## Source excerpt:
+-------+

FIG. 8 is a second end elevation view of the component illustrated in FIG. 3

FIG. 9 is a side elevation view of the male member and female member about to engage.

FIG. 10 is side elevation view in section of the male and female members engaged.

FIG. 11 through 16 are front perspective views of various securing component.

FIG. 17 is a front perspective view of the securing component.

FIG. 18 is a side elevation view of the securing component.

FIG. 19 is a perspective view of a ball connector component.

FIG. 20 is a perspective view of a rotator component.

FIG. 21 is an exploded view of the rotator component.

FIG. 22 is a side elevation view in section, of the rotator component.

FIG. 23 is an end view of the male engaging profile.

FIG. 24 is an end view of the female engaging profile.

FIG. 25 is a representation of an interface for a web application or software application.

FIG. 26 is a flow chart illustrating the method of using the pipe modelling system.

FIG. 27 is a flow chart illustrating an alternative method of using the pipe modelling system featuring software.

DETAILED DESCRIPTION

A Pipe Modelling System generally identified by reference numeral 10, will now be described with reference to FIG. 1 through FIG. 27.

Structure and Relationship of Parts:

Referring to FIG. 1, there is illustrated the pipe modelling system generally referenced by numeral 10. The pipe modelling system 10 includes a series of components 12. Referring to FIG. 2, each of the components 12 is capable of being detachably coupled to another of the series of components 12 in end to end relation.

Referring to FIG. 3 through FIG. 6, each component has a tubular body 14 with an axis 16, and a first end 18 and a second end 20. A male member 22 is provided on the first end 18 of each body 14 and a female member 24 is provided on the second end 20 of each body 14. The male member 22 is dimension to fit within the female member 24 of an adjacent body 14 as illustrated in FIG. 10.

Referring to FIG. 5, FIG. 6 and FIG. 7, in the illustrated embodiment, the female member 24 is a slotted channel 26. The slotted channel 26 has an inwardly extending retaining lip 28 that extends along opposed sides 30. Referring to FIG. 5, FIG. 6 and FIG. 8, the male member 22 is a protrusion 32. The protrusion 32 is dimension to fit within the slotted channel 26 at the first end 18 of an adjacent body 14 and retained within the slotted channel 26 by the retaining lip 28 as illustrated in FIG. 10. Referring to FIG. 10 again, a retaining bump 34 is provided on the protrusion 32 which contacts with a corresponding indent 36 in the slotted channel 26 to maintain the protrusion 32 within the slotted channel 26. Retaining bump 34 can be overcome with manual pressure if the assembled components 12 need to be detached from each other. Referring to FIG. 7, a central guide groove 35 is provided in slotted channel 26 to guide retaining bump 34 to the indent 36. Referring to FIG. 11, a central raised guide rail 37 is provided on male protrusion 32 which is dimensioned to ride in central guide groove 35. It will be appreciated that alternatively, the male protrusion 32 could carry the indent 36 and groove guide 35 while the slotted channel 26 could feature the corresponding bump 34 and guide rail 37. It will also be appreciate that other types of male and female members can be used to connect one component 12 to another as illustrated in FIG. 2. The present description is used as it prevents unintentional rotation of the components 12 during a design phase. Furthermore, when interchanging components 12 during the mock up design phase, the orientation of other components 12 in the subsequently connected design 34 are not affected. One component 12 can simply be slid out of engagement from another component 12 without changing the orientation of adjacent components 12.

+-------+

## Supplied information:
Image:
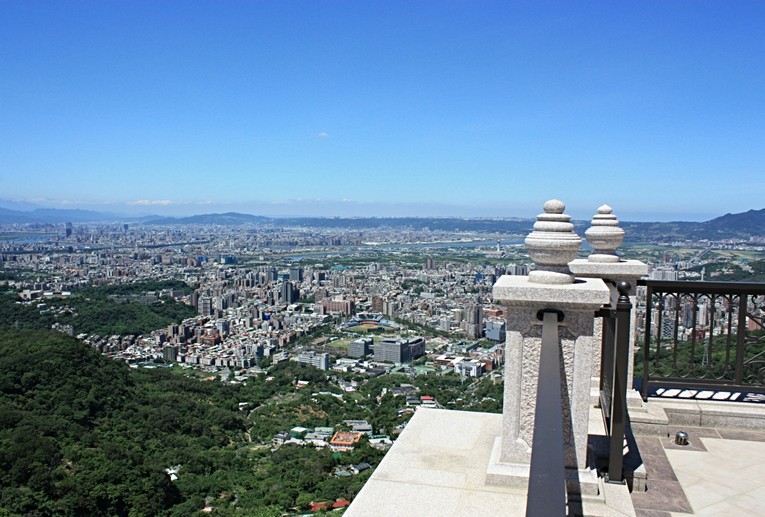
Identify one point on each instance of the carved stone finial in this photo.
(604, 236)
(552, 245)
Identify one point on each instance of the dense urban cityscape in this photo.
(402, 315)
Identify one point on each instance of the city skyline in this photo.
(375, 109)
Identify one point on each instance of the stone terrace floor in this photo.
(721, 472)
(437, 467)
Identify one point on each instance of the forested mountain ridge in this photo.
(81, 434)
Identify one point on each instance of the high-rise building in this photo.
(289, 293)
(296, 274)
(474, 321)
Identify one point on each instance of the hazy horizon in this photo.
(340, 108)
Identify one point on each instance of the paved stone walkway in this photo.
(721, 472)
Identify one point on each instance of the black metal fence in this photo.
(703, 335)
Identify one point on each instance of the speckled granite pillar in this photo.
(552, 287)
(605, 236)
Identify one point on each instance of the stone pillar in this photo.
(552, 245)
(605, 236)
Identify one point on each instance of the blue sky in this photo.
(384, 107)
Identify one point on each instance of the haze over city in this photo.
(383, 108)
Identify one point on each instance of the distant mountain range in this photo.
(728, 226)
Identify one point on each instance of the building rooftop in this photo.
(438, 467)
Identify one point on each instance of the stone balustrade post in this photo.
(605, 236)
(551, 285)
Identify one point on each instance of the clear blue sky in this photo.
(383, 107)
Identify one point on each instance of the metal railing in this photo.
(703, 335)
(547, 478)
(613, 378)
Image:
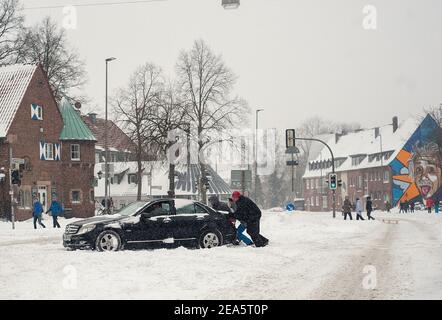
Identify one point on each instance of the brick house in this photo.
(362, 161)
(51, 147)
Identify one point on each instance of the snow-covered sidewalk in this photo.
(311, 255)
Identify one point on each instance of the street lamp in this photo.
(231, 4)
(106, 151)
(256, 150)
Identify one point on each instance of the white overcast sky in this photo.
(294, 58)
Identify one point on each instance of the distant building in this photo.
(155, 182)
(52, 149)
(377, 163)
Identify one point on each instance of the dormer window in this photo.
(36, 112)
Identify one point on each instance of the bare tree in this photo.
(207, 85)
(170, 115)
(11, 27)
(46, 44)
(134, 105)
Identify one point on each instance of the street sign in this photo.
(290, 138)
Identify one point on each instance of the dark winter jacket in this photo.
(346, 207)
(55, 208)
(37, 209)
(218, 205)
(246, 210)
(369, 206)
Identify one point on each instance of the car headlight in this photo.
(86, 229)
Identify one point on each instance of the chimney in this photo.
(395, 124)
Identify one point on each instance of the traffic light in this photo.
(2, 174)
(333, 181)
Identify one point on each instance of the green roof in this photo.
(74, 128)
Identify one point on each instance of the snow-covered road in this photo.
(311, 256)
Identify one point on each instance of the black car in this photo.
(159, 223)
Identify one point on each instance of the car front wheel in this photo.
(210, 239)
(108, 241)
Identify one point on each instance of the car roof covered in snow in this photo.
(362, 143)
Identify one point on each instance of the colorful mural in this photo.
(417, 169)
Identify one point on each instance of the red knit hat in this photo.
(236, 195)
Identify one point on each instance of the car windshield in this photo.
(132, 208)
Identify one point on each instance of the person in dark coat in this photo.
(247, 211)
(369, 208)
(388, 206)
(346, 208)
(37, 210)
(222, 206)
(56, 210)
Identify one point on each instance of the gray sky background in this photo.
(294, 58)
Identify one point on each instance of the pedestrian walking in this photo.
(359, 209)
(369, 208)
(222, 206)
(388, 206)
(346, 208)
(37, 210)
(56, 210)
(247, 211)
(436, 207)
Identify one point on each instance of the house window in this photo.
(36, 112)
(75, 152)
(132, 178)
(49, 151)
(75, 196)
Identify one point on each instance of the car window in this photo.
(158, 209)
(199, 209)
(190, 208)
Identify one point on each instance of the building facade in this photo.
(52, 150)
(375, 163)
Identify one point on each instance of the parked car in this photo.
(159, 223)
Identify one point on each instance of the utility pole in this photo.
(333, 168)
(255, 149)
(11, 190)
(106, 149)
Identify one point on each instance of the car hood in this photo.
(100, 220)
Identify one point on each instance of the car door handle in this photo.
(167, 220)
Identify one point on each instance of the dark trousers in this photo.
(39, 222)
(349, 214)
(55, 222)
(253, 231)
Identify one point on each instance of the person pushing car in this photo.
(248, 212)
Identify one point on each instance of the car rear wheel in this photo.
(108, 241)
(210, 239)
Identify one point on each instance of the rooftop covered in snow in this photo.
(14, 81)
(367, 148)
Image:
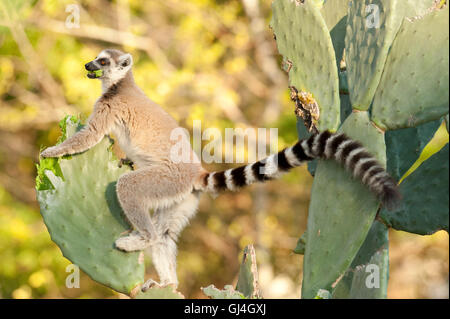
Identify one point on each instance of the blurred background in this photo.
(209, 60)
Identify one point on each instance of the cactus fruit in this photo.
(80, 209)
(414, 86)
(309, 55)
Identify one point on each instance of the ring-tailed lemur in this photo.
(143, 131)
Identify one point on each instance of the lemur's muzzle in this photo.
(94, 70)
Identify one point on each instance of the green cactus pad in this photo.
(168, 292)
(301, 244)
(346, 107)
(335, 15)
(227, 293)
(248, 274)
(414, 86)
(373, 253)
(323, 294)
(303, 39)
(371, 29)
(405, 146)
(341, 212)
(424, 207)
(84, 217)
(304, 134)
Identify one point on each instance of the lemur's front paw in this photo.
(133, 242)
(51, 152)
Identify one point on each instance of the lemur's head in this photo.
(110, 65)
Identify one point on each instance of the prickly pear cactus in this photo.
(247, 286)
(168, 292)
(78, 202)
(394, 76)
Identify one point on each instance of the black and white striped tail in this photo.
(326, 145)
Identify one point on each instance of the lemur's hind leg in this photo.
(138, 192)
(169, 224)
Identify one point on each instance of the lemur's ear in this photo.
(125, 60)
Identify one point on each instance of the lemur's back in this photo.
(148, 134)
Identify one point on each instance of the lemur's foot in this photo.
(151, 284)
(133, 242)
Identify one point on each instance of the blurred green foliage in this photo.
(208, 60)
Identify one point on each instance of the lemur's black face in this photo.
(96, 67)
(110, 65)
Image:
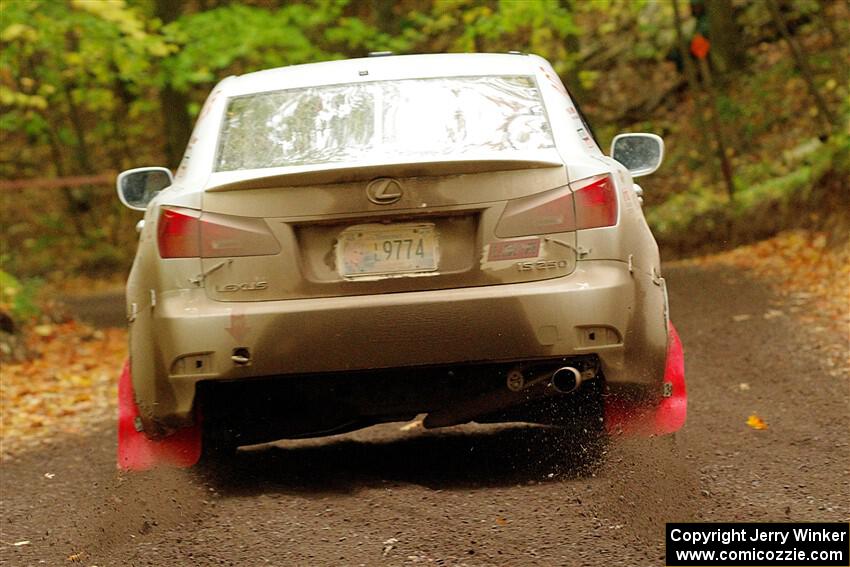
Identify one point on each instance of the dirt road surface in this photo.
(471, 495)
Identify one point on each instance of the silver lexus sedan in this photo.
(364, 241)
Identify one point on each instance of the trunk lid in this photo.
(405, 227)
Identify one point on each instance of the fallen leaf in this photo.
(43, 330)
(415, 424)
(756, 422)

+-------+

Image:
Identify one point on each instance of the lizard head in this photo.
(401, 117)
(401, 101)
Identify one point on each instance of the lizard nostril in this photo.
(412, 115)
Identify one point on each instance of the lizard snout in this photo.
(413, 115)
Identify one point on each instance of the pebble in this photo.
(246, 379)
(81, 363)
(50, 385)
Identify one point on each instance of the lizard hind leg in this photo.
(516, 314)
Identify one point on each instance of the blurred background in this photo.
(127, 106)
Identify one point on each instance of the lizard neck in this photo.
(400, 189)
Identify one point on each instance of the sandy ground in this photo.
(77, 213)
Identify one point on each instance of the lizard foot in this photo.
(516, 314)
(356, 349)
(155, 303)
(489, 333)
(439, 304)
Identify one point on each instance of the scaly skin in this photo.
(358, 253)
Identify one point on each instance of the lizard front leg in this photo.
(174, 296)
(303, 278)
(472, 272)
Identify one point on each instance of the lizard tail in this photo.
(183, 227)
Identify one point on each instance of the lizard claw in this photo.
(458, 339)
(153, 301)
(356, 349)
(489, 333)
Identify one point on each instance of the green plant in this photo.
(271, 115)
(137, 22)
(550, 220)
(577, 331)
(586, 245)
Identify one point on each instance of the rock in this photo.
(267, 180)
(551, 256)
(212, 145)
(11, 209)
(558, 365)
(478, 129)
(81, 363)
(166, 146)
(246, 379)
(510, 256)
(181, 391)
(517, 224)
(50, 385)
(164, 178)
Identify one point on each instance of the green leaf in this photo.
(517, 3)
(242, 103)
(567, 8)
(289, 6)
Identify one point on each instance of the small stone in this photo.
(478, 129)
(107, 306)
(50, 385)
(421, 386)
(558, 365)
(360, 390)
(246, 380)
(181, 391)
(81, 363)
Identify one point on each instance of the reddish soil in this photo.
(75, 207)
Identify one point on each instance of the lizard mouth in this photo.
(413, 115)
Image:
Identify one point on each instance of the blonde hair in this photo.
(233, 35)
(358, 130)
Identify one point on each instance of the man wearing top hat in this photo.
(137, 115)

+-------+

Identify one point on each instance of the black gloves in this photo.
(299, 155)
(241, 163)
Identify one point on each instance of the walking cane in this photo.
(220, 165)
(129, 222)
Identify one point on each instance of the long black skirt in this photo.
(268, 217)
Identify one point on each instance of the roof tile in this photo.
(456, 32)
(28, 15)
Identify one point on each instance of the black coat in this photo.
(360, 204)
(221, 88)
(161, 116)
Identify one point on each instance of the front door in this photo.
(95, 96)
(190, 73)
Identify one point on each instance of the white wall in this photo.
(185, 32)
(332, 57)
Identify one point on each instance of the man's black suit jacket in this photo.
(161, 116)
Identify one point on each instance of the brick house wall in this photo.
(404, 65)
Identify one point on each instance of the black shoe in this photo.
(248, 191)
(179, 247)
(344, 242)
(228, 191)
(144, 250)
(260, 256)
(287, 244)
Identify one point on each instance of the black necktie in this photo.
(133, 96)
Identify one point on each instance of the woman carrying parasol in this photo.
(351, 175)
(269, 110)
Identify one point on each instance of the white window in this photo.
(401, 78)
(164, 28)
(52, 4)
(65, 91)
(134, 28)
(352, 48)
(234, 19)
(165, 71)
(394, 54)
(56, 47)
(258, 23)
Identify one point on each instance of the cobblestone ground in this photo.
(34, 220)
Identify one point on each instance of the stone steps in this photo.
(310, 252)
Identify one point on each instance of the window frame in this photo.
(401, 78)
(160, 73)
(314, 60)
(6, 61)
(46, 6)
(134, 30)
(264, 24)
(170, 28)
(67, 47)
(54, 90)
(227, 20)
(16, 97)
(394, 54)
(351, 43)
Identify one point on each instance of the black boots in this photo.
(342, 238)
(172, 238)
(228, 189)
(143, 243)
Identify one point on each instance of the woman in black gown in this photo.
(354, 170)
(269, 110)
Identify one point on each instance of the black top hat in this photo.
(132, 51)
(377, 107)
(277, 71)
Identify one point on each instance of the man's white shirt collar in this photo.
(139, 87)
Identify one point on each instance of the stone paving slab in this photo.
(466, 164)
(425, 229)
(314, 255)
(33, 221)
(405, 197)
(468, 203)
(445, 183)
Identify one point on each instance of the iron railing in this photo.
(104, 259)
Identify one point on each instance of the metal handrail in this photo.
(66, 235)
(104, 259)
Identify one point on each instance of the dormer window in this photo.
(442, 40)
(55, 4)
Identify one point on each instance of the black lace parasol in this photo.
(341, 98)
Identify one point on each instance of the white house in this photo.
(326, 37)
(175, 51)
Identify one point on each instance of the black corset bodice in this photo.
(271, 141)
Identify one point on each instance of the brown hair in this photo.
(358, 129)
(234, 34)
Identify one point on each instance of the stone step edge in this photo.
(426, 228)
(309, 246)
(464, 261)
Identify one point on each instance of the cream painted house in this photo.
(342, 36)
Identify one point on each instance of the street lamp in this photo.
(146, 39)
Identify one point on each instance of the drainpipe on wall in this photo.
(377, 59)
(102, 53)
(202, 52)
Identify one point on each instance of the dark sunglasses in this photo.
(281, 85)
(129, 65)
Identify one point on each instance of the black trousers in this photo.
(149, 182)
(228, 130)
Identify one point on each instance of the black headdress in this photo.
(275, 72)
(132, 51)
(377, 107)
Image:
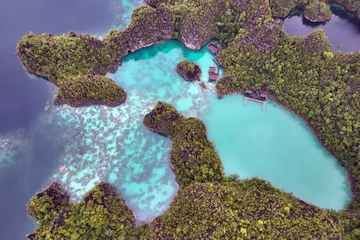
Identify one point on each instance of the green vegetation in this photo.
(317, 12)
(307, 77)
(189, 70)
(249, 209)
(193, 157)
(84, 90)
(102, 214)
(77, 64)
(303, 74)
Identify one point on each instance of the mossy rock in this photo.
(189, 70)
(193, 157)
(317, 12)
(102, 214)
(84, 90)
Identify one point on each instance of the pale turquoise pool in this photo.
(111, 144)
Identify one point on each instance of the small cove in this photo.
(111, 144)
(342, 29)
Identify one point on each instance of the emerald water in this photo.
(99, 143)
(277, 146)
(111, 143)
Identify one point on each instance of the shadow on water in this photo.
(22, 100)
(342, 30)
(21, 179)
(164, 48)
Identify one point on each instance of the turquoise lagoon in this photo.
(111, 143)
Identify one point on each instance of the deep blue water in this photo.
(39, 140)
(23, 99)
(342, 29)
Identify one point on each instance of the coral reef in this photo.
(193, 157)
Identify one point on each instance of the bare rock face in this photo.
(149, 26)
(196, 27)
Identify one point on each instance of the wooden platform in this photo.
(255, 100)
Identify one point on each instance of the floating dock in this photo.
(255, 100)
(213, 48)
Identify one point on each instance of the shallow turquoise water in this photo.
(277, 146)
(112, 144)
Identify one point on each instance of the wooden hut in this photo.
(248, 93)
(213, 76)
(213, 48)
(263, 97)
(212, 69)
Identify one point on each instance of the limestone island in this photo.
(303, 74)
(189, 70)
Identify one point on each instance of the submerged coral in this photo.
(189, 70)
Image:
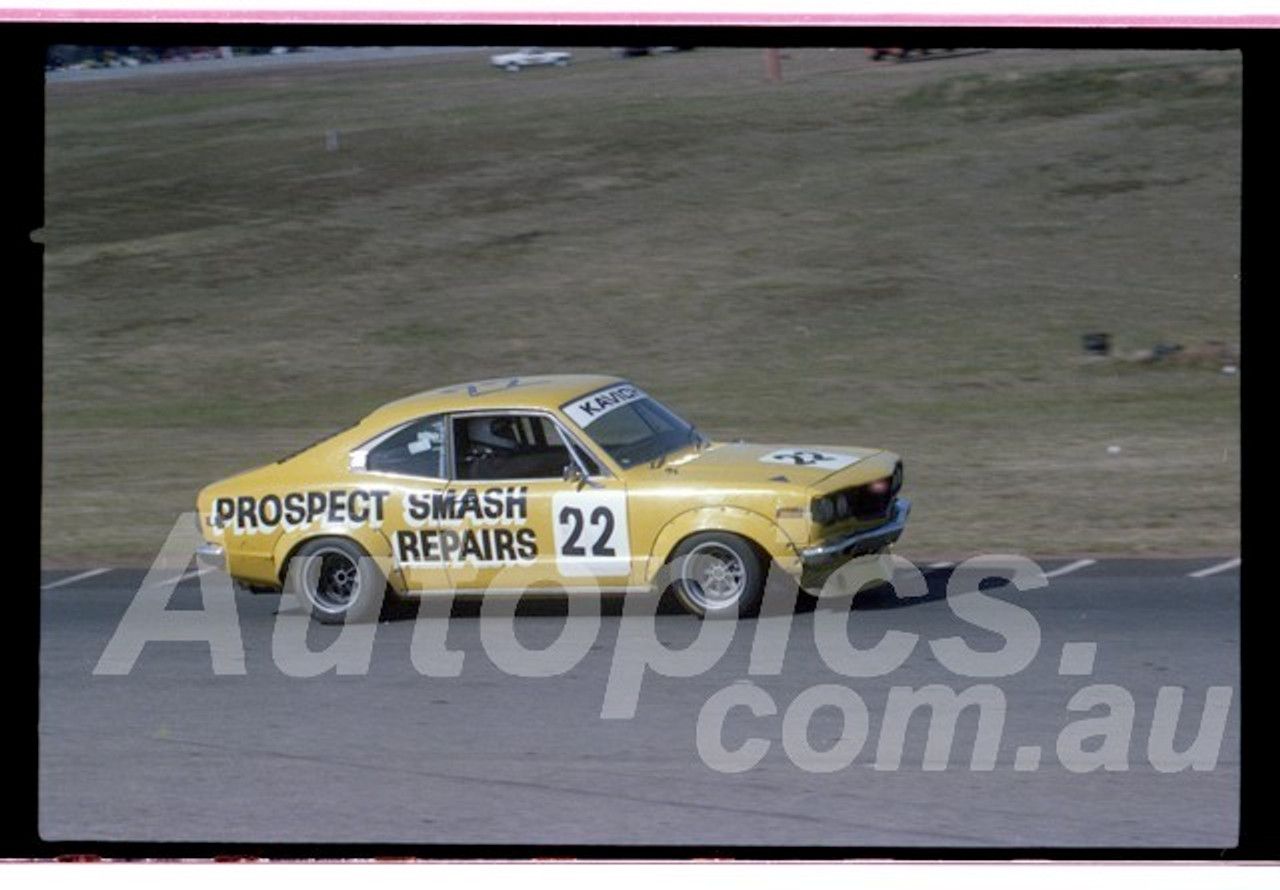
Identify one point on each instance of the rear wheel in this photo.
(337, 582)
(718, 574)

+-------+

## What needs to be done:
Can you rewrite everything in the pipe modelling system excerpt above from "FIG. 24 is an" down to "through FIG. 27.", replacing "flow chart" with "diagram"?

## Written response:
FIG. 24 is an end view of the female engaging profile.

FIG. 25 is a representation of an interface for a web application or software application.

FIG. 26 is a diagram illustrating the method of using the pipe modelling system.

FIG. 27 is a diagram illustrating an alternative method of using the pipe modelling system featuring software.

DETAILED DESCRIPTION

A Pipe Modelling System generally identified by reference numeral 10, will now be described with reference to FIG. 1 through FIG. 27.